ТЕКСТ ДЛЯ ЧТЕНИЯ ->

........

Выбрать главу
* * *

Потом вспоминаю его после 46-го года. Он был у нас, приехав в Москву. Возможно, это было в начале 52-го года или в конце 51-го. Кажется, был вместе с Козаковым. Держался с огромным достоинством, очень был бледен и очень печален. Кажется, ему было приятно — он любил и Козаковых, и Николая Корнеевича. Уже был переведен Лассила, имел успех.

— Знаешь, Коля, ведь я встретил *** на улице, и он забормотал: «Ты понимаешь…» — и перебежал на другую сторону. — Он усмехнулся — глаза печальные и прекрасные. — А я нисколько не обижаюсь на него, напрасно он думает… — Улыбка сошла, глаза невыразимо печальны.

........

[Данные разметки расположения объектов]

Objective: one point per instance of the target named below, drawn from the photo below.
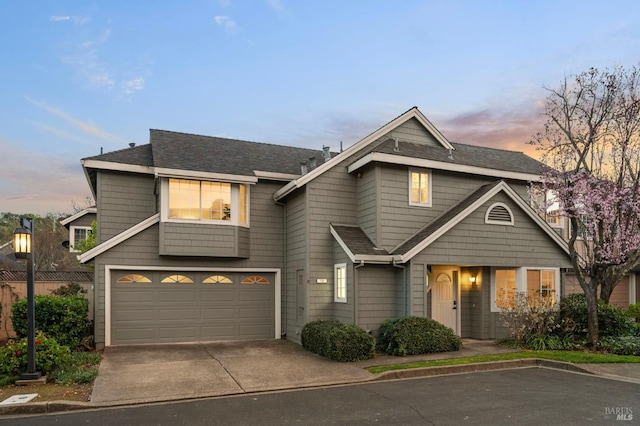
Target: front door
(444, 297)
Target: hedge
(416, 335)
(63, 319)
(337, 341)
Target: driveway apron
(151, 373)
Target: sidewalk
(159, 373)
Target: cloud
(275, 5)
(507, 126)
(133, 85)
(80, 20)
(87, 65)
(44, 184)
(87, 128)
(225, 22)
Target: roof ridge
(488, 147)
(233, 140)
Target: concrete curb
(478, 367)
(31, 408)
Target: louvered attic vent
(499, 214)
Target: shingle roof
(137, 156)
(357, 241)
(230, 156)
(468, 155)
(185, 151)
(76, 276)
(441, 220)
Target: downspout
(283, 283)
(355, 291)
(404, 283)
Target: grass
(71, 382)
(574, 357)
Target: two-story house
(204, 238)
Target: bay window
(207, 201)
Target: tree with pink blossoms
(591, 143)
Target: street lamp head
(22, 243)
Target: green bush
(416, 335)
(62, 318)
(81, 368)
(48, 356)
(622, 345)
(337, 341)
(70, 289)
(612, 321)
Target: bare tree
(591, 141)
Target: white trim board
(107, 289)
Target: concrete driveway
(151, 373)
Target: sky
(81, 76)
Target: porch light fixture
(23, 247)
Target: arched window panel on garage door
(177, 279)
(134, 278)
(217, 279)
(255, 279)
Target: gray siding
(473, 242)
(343, 312)
(197, 239)
(266, 245)
(368, 200)
(379, 296)
(296, 301)
(399, 221)
(124, 199)
(331, 198)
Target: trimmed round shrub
(622, 345)
(48, 356)
(416, 335)
(337, 341)
(612, 321)
(61, 318)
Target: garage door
(163, 307)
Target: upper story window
(208, 201)
(420, 188)
(77, 234)
(340, 282)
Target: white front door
(444, 297)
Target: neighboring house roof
(352, 240)
(77, 276)
(8, 261)
(78, 215)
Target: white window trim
(336, 267)
(72, 236)
(498, 222)
(521, 282)
(235, 201)
(429, 189)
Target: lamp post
(24, 249)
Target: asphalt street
(531, 396)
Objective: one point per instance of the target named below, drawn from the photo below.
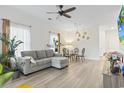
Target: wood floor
(78, 75)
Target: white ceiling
(84, 14)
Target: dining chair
(66, 52)
(82, 55)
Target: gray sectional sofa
(42, 59)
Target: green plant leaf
(5, 77)
(1, 69)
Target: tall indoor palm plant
(5, 71)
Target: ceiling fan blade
(69, 10)
(66, 15)
(52, 12)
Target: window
(22, 33)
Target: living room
(87, 28)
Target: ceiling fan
(62, 12)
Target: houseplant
(4, 75)
(115, 60)
(56, 44)
(12, 45)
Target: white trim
(92, 58)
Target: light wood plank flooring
(78, 75)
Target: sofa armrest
(57, 55)
(24, 64)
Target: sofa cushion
(49, 53)
(43, 61)
(41, 54)
(29, 53)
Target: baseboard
(93, 58)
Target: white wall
(91, 45)
(39, 32)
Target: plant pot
(16, 75)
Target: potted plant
(4, 75)
(56, 44)
(114, 60)
(10, 55)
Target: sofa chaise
(41, 59)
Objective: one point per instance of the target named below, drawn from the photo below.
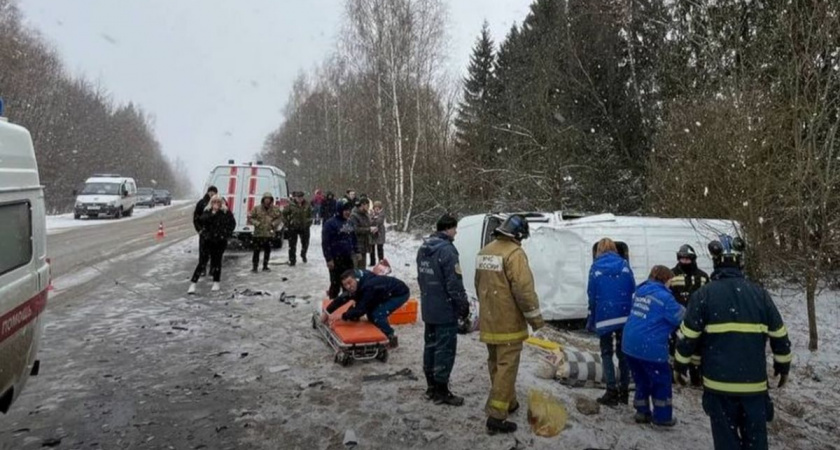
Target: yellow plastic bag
(546, 414)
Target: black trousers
(342, 264)
(264, 245)
(373, 256)
(738, 422)
(202, 252)
(213, 252)
(441, 343)
(304, 243)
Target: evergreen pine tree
(472, 137)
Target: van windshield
(101, 189)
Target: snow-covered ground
(207, 371)
(62, 222)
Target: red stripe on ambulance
(231, 188)
(252, 188)
(23, 315)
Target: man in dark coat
(338, 242)
(328, 207)
(199, 210)
(298, 219)
(688, 279)
(376, 296)
(443, 302)
(735, 318)
(364, 232)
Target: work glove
(781, 370)
(681, 373)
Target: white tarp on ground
(560, 251)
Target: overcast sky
(216, 74)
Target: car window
(101, 189)
(15, 236)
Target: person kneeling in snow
(655, 315)
(376, 296)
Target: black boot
(624, 396)
(430, 390)
(610, 398)
(444, 396)
(667, 424)
(642, 418)
(495, 426)
(513, 408)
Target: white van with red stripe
(24, 272)
(243, 185)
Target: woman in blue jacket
(611, 286)
(655, 315)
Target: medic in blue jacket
(611, 287)
(655, 315)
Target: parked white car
(106, 195)
(560, 250)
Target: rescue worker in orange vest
(508, 304)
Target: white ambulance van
(243, 185)
(24, 270)
(560, 250)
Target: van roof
(274, 169)
(18, 167)
(560, 220)
(108, 179)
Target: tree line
(701, 108)
(77, 129)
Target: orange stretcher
(351, 340)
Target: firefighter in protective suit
(731, 320)
(688, 279)
(508, 304)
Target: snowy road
(129, 361)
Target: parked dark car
(163, 197)
(146, 197)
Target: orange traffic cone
(160, 234)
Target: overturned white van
(560, 250)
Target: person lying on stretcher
(376, 296)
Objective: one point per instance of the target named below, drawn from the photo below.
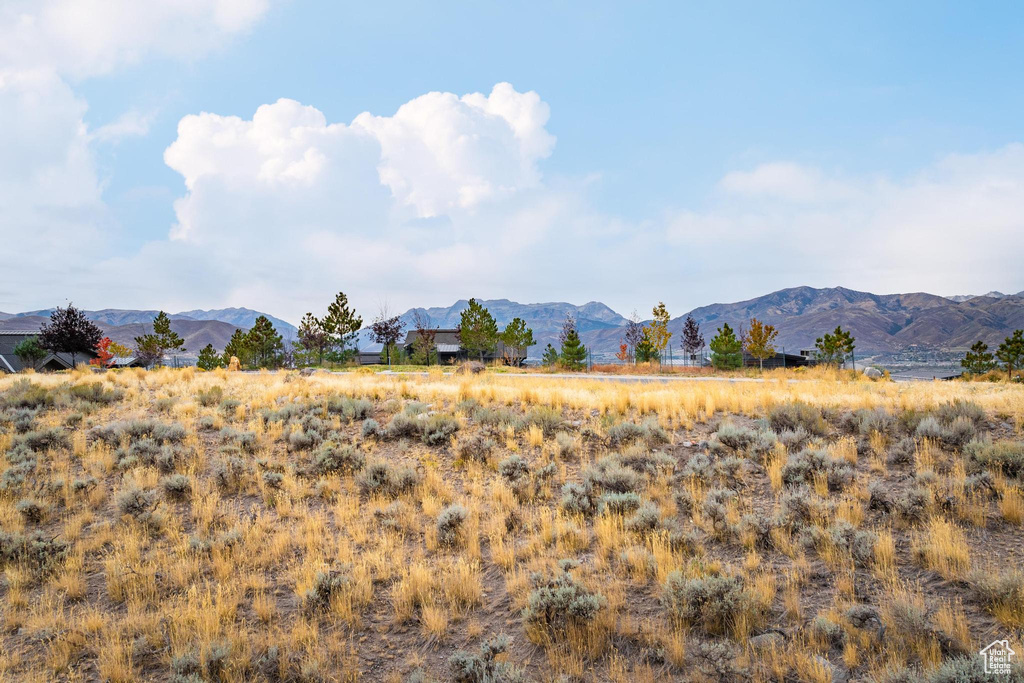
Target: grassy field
(224, 526)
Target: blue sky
(693, 144)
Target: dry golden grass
(270, 562)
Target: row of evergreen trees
(1010, 353)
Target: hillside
(240, 317)
(197, 334)
(545, 318)
(881, 323)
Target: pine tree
(1011, 352)
(340, 325)
(70, 332)
(313, 338)
(424, 347)
(169, 340)
(727, 350)
(573, 352)
(387, 331)
(238, 346)
(978, 360)
(658, 330)
(692, 340)
(30, 352)
(209, 358)
(645, 350)
(634, 334)
(477, 330)
(517, 339)
(264, 343)
(550, 356)
(760, 341)
(833, 349)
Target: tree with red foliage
(103, 353)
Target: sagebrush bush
(711, 603)
(483, 667)
(371, 428)
(608, 474)
(476, 449)
(31, 510)
(797, 415)
(403, 426)
(450, 524)
(176, 485)
(802, 467)
(211, 396)
(334, 459)
(384, 479)
(39, 551)
(326, 585)
(135, 502)
(578, 499)
(1005, 457)
(559, 600)
(645, 519)
(513, 468)
(619, 503)
(439, 429)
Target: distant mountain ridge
(545, 318)
(881, 323)
(238, 317)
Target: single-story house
(778, 360)
(11, 364)
(450, 348)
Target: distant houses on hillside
(449, 348)
(9, 363)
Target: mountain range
(881, 323)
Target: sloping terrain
(197, 334)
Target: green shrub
(333, 459)
(801, 469)
(177, 486)
(558, 601)
(381, 478)
(439, 429)
(41, 552)
(31, 510)
(210, 396)
(475, 449)
(578, 499)
(608, 474)
(1007, 457)
(513, 468)
(403, 426)
(95, 392)
(326, 585)
(484, 667)
(24, 393)
(797, 415)
(450, 524)
(712, 603)
(619, 504)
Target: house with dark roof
(11, 364)
(450, 348)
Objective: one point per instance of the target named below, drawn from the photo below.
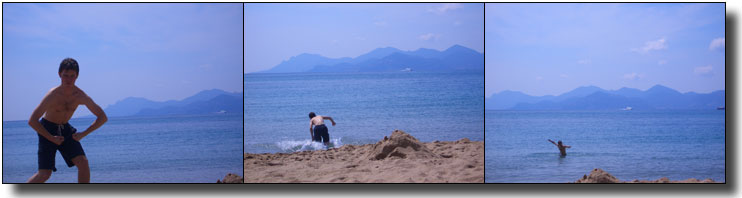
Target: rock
(598, 176)
(230, 178)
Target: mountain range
(455, 58)
(595, 98)
(204, 102)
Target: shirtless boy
(317, 128)
(562, 148)
(53, 130)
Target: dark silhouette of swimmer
(562, 147)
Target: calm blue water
(627, 144)
(366, 107)
(173, 149)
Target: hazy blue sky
(542, 49)
(276, 32)
(156, 51)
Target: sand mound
(397, 158)
(401, 145)
(230, 178)
(600, 176)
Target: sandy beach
(599, 176)
(397, 158)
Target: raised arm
(97, 111)
(33, 121)
(329, 118)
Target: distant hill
(455, 58)
(595, 98)
(204, 102)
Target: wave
(306, 145)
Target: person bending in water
(562, 148)
(54, 131)
(317, 128)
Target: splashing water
(307, 145)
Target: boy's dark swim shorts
(48, 150)
(321, 134)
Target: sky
(156, 51)
(550, 49)
(276, 32)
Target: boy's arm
(33, 121)
(97, 111)
(311, 132)
(329, 118)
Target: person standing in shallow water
(317, 128)
(562, 148)
(54, 131)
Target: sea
(161, 149)
(644, 145)
(366, 107)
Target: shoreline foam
(399, 158)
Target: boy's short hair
(69, 64)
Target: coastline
(399, 158)
(600, 176)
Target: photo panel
(122, 92)
(605, 93)
(364, 93)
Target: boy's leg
(41, 176)
(83, 170)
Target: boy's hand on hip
(78, 136)
(57, 140)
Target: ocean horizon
(366, 106)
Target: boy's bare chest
(65, 103)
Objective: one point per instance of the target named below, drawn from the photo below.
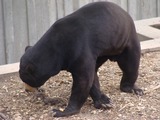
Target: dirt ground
(16, 104)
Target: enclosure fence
(23, 22)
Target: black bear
(80, 43)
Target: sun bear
(80, 43)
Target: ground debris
(17, 104)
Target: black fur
(80, 43)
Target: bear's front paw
(134, 89)
(66, 112)
(103, 103)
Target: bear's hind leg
(129, 64)
(100, 99)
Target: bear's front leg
(83, 76)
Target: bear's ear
(28, 47)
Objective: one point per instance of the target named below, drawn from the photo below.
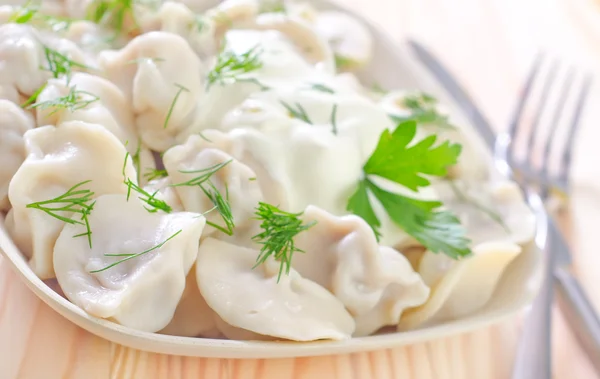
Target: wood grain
(489, 45)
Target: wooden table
(489, 46)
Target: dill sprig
(204, 175)
(154, 173)
(75, 200)
(59, 64)
(72, 101)
(136, 159)
(25, 13)
(172, 107)
(33, 98)
(230, 66)
(29, 12)
(277, 239)
(334, 120)
(222, 205)
(127, 257)
(112, 13)
(299, 112)
(154, 204)
(466, 198)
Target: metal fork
(534, 353)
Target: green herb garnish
(277, 239)
(204, 175)
(153, 173)
(299, 112)
(25, 13)
(399, 159)
(154, 204)
(423, 109)
(128, 257)
(33, 98)
(73, 101)
(75, 200)
(112, 13)
(465, 198)
(30, 12)
(59, 64)
(222, 205)
(230, 67)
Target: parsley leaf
(423, 108)
(396, 159)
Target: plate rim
(216, 348)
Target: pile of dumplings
(151, 106)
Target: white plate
(395, 67)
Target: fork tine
(574, 128)
(518, 114)
(566, 88)
(547, 86)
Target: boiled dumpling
(193, 317)
(161, 75)
(375, 283)
(494, 211)
(238, 334)
(107, 106)
(163, 190)
(233, 180)
(295, 308)
(143, 291)
(22, 61)
(14, 122)
(58, 159)
(460, 288)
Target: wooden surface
(488, 44)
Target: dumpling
(155, 251)
(295, 308)
(58, 159)
(459, 288)
(104, 105)
(293, 159)
(233, 180)
(14, 122)
(375, 283)
(494, 211)
(107, 105)
(193, 317)
(22, 60)
(162, 77)
(164, 190)
(349, 38)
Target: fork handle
(533, 359)
(579, 313)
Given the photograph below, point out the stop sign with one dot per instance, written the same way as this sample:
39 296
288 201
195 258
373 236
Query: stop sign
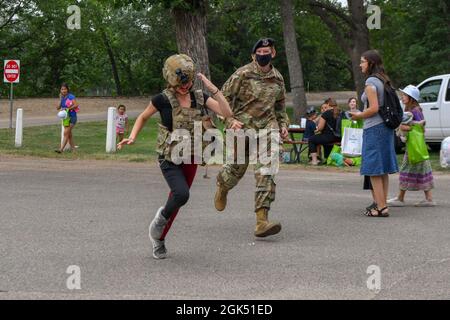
11 72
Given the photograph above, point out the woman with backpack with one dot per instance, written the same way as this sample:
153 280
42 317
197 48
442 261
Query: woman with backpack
179 107
378 154
414 176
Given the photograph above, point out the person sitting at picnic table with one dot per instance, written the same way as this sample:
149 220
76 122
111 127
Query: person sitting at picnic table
327 132
312 119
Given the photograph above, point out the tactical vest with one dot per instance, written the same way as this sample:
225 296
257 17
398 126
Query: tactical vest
182 118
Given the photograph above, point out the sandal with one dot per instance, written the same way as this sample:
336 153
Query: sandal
379 214
369 208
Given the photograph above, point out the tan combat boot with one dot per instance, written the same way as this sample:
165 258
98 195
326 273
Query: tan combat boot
265 228
220 199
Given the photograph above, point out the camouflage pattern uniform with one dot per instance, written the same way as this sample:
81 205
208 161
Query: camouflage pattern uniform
257 99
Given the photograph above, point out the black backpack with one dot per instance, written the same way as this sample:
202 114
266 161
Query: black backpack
390 110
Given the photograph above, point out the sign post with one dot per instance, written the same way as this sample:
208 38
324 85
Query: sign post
19 128
111 131
11 74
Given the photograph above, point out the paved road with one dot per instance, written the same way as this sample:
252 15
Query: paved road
82 117
43 121
95 215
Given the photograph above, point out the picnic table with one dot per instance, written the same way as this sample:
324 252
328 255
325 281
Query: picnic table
298 145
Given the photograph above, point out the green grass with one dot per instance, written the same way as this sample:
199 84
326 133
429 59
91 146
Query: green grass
91 137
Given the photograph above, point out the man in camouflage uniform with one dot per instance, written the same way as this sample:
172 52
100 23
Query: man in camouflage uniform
256 95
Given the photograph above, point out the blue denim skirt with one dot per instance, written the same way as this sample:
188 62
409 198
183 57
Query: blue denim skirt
378 151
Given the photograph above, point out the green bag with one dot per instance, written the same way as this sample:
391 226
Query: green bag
346 123
330 161
416 146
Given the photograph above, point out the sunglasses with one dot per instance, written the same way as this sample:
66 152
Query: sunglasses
184 78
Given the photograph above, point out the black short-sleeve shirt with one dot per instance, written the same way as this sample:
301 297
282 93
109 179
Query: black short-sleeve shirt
330 121
162 104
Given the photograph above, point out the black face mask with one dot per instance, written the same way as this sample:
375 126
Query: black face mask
264 60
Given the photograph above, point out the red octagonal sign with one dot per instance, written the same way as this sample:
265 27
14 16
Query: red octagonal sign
11 72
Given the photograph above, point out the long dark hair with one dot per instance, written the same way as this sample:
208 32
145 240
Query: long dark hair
376 67
65 85
336 110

........

УКАЗАНИЯ К ЗАДАНИЯМ ->
A - К какому времени, по словам отрывка, возможно, относится та встреча в Москве?
B - Изложите содержание отрывка в двух предложениях.
C - Перепишите из отрывка фрагмент, начиная со слов «Выбрать главу» и заканчивая словами «глаза невыразимо печальны.».
Записи здесь никакой роли не играют.

ОТВЕТЫ К ЗАДАНИЯМ ->
A - К началу 52-го года или к концу 51-го.

B - В отрывке вспоминается его приезд в Москву после 46-го года, когда он, очень бледный и печальный, держался с огромным достоинством, а Лассила уже был переведен и имел успех. Он рассказывает Коле, как *** при встрече на улице перебежал на другую сторону, и говорит, что нисколько на него не обижается.

C -
Выбрать главу
* * *

Потом вспоминаю его после 46-го года. Он был у нас, приехав в Москву. Возможно, это было в начале 52-го года или в конце 51-го. Кажется, был вместе с Козаковым. Держался с огромным достоинством, очень был бледен и очень печален. Кажется, ему было приятно — он любил и Козаковых, и Николая Корнеевича. Уже был переведен Лассила, имел успех.

— Знаешь, Коля, ведь я встретил *** на улице, и он забормотал: «Ты понимаешь…» — и перебежал на другую сторону. — Он усмехнулся — глаза печальные и прекрасные. — А я нисколько не обижаюсь на него, напрасно он думает… — Улыбка сошла, глаза невыразимо печальны.